Set the data down again, exactly as it appears below.

*** Opening of Records shown ***

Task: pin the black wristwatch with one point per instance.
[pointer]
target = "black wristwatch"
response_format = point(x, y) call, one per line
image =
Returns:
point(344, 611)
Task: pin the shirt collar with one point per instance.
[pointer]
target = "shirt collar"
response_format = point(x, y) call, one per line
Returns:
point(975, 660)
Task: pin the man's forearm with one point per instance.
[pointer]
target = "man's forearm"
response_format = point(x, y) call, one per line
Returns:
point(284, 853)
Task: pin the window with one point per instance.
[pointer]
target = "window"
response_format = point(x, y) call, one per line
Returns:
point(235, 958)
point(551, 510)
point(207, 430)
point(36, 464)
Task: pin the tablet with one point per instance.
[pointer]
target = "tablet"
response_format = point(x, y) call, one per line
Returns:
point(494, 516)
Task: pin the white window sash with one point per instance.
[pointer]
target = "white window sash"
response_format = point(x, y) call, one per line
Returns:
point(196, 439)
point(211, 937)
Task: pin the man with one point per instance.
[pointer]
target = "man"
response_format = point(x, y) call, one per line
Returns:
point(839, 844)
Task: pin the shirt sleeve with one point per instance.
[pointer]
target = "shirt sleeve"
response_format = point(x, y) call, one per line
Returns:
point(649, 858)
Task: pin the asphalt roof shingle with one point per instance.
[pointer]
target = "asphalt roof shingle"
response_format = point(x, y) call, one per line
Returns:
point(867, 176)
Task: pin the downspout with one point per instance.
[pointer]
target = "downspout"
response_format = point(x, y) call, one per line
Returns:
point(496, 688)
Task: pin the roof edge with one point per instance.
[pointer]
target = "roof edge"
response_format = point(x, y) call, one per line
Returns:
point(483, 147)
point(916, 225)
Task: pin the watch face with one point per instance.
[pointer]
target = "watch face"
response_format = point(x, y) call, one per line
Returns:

*** Close of Records shown ***

Exercise output:
Task: pin the black wristwatch with one point per instance.
[pointer]
target = "black wristwatch"
response_format = point(x, y) call, one per line
image =
Returns:
point(344, 611)
Task: pin the shirt collar with one point per instance.
[pointer]
target = "shirt collar"
response_format = point(x, y) call, one per line
Returns:
point(975, 660)
Task: pin the man's forearm with one point per instance.
[pointer]
target = "man's forearm"
response_format = point(x, y) call, one per line
Returns:
point(284, 853)
Task: pin the window with one point per instance.
[pointer]
target = "window"
response_format = point(x, y) call, one per line
Returns:
point(235, 958)
point(551, 510)
point(207, 430)
point(36, 464)
Task: pin the tablet with one point per instance.
[pointer]
target = "tablet"
response_format = point(x, y) call, one per line
Returns:
point(494, 516)
Task: pin the white window sash with one point per instance.
[pointer]
target = "white window sash"
response_format = point(x, y) call, one per line
Returns:
point(196, 439)
point(211, 937)
Task: pin the man with one point per instance.
[pointer]
target = "man"
response_format = point(x, y) call, one per line
Returns:
point(839, 844)
Task: pin the shirt sleeve with one point per instance.
[pointer]
target = "shirt sleeve"
response_format = point(x, y) call, one per line
Returns:
point(649, 858)
Task: pin the asphalt roof shingle with one point per instance.
[pointer]
target = "asphalt roof shingle"
response_format = point(x, y) call, one per line
Returns:
point(867, 176)
Task: pin the downspout with one point per instance.
[pointer]
target = "downspout"
response_format = point(x, y) call, one per line
Returns:
point(496, 688)
Task: pin the roof edge with one point per instance.
[pointer]
target = "roof edge"
response_format = point(x, y) call, one per line
Returns:
point(483, 147)
point(916, 225)
Task: pin the watch face with one point per instance.
[pointer]
target = "watch face"
response_format = point(x, y) call, one per line
Returns:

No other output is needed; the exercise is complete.